Prosegui il testo sulla famiglia Sasso dopo la sua ultima frase.

* [Testo]:

◇ ◇ ◇ ◇

Famiglia Sasso 3 capitolo

Famiglia Sasso 3 capitolo

Per tutto il XII secolo non abbiamo altri documenti o notizie riferibili alla Famiglia Sasso, né all’abitato stesso di Sasso. Un documento dell’aprile 1163, esistente nell’Abbazia di Cava, si riferisce (apparentemente) ad una comunità di uomini liberi che vive nel borgo di Petra Castalda. Di questo ci occuperemo un po’ più approfonditamente in altra occasione.

Per ritrovare tracce della Famiglia Sasso (sempre che sia la stessa!), dobbiamo passare al secolo successivo e spostarci a Potenza.

Una pergamena dell’aprile 1207 ci testimonia l’esistenza  in questa città di un certo Pietro de Saxo (cittadino ed abitante di Potenza), che acquista da Saracina ed Alessandro, cittadini di Potenza, un vigna e una terra in contrada Tora, per il prezzo di quattro soldi:“…Nos Saracina et Alexander de civitate Potencie vendimus et tradimus tibi Petro de Saxo, civi et habitatori Potencie unam nostram vineolam et terrulam sitam in contrata Taure…ego Salustius publicus Potencie notarius…[1].

Un altro rappresentante di questa antica ed illustre famiglia, che ha attraversato la storia di quest’area dei primi secoli del nuovo millennio, lo rinveniamo in una pergamena (che poi è un testamento) dell’agosto 1247: si tratta di Pixonus de Saxo, cittadino di Potenza, padre di Franciscum et Bonam e fratello di Addo, che pure vive in quell’area. “ Anno dominice incarnacionis millesimo duecentesimo quadragesimo septimo augusti sexte indicionis… – recita l’atto –  In presencia Sanctori de Iudice Iordani imperialis iudicis contractuum in Potencia…Pixonus de Saxo, civis Potencie sanus mente licet eger corpore nuncupativum quod sine scriptis dicitur contidit testamentum in quo heredes instituit filios suos Franciscum et Bonam coniugem Alexandri de Camerari”. L’originale – ci precisa A. Pellettieri[2] – si conserva all’Archivio di Stato di Napoli, nel fondo delle pergamene della Società Napoletana di Storia patria (10-BB-1, n° 9); misura mm. 330 x mm. 215 e si presenta danneggiata sui due lati e scurita da macchie di umidità.

◇ ◇ ◇ ◇

Righe di puntamento:
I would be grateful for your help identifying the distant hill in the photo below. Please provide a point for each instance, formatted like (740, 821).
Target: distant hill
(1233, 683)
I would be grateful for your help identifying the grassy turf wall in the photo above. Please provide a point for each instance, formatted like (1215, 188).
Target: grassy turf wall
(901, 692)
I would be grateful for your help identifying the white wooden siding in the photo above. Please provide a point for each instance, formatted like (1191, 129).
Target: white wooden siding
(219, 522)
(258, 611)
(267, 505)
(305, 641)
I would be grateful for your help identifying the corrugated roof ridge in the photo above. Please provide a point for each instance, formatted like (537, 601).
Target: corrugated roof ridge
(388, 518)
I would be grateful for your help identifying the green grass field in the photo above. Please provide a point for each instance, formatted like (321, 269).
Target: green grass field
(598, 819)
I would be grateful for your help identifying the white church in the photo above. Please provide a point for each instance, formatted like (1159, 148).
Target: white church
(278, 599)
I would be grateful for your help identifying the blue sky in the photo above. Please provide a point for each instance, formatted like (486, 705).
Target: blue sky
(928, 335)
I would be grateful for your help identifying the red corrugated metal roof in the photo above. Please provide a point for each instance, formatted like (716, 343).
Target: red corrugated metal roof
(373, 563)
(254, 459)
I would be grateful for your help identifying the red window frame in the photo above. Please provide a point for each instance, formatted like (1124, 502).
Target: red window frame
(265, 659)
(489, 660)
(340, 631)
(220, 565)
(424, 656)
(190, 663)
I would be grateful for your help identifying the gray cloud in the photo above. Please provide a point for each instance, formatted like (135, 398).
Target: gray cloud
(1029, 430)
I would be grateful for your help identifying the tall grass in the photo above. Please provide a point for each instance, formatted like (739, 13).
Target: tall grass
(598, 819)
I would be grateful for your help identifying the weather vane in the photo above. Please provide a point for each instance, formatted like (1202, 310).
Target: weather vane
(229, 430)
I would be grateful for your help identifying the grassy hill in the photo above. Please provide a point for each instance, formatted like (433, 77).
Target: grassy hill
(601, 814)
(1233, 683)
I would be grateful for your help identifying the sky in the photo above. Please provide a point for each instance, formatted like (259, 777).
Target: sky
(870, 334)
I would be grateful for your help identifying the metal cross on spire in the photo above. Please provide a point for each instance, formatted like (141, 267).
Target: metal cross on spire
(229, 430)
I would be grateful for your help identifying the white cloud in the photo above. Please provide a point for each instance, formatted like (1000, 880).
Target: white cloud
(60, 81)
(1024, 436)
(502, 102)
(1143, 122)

◇ ◇ ◇ ◇

* [Risposta all'esercizio]:
Il vero erede è però Francesco, perché Bona, come sempre accadeva, deve accontentarsi della dote avuta, per cui null’altro deve pretendere dal fratello. “…voluit et statuit ut dicta Bona – dice testualmente – sit contempta dotibus suis et si non vuluerit eis esse contempta conferat eas secundum iura et sucedat cum dicto Francisco fratre suo”. [3]

Si ricorda di tutelare la moglie Flamenga, che gli aveva portato in dote otto once d’oro, lasciandole la terza parte dei suoi beni o la restituzione della dote, a sua scelta. “Item voluit et statuit ut uxor sua Flamenga pro dotibus quas recepit ab ea videlicet octo uncias auri quas confessus est igitur solutas et numoratas ab ea vel ab ealia persona pro ea habeat integram tertiam omnium bonorum suorum et sit in eleccione ipsius uxoris quod velit habere unum dictam tertiam vel dotes prenominatas” [4].

Lascia poi vari legati. Ai chierici della chiesa di S. Michele cinque soldi ogni anno, da consegnare l’ultimo giorno del mese di gennaio, ricavabili dalla rendita di una terra che possiede nel territorio di Potenza, in Contrada Tora, (dunque la stessa contrada, Tora, dell’atto di quel Petro de Saxo di giusto 40 anni prima): “…quinques solidos singulis annis, ultimo mensis ianuarii de terra una quam habet et possidet in tenimento Potencie in contrata Tora…”.

Ed ancora tre tarì d’oro all’Episcopio e se interviene personalmente il vescovo ai suoi funerali altri due tarì: “…et si contingat episcopum ad exequias suas accedere legat tarenos duos…”. Non deve essere dunque un personaggio di secondo piano, nella vita cittadina, se si aspetta che intervenga il vescovo in persona alle sue esequie.

Altri due tarì vengono assegnati alla chiesa della SS. Trinità; ancora sette tarì e mezzo alla chiesa di S. Michele; un tarì al sacerdote Costantino; un tarì al Ponte di Torelli; ed infine tre tarì ancora alla chiesa di S. Michele.

Nello stesso atto scopriamo poi che vive a Potenza anche un fratello di nome Addo (con il quale condivide alcune proprietà indivise in contrada Pantano) e la figlia di costui Alessandrina: “…et Adde fratris eiusdem et patris eiusdem Alexandrine”.  lo stesso fratello, insieme al presbiter Stephanus, vengono nominati dal testatore esecutori testamentari [5].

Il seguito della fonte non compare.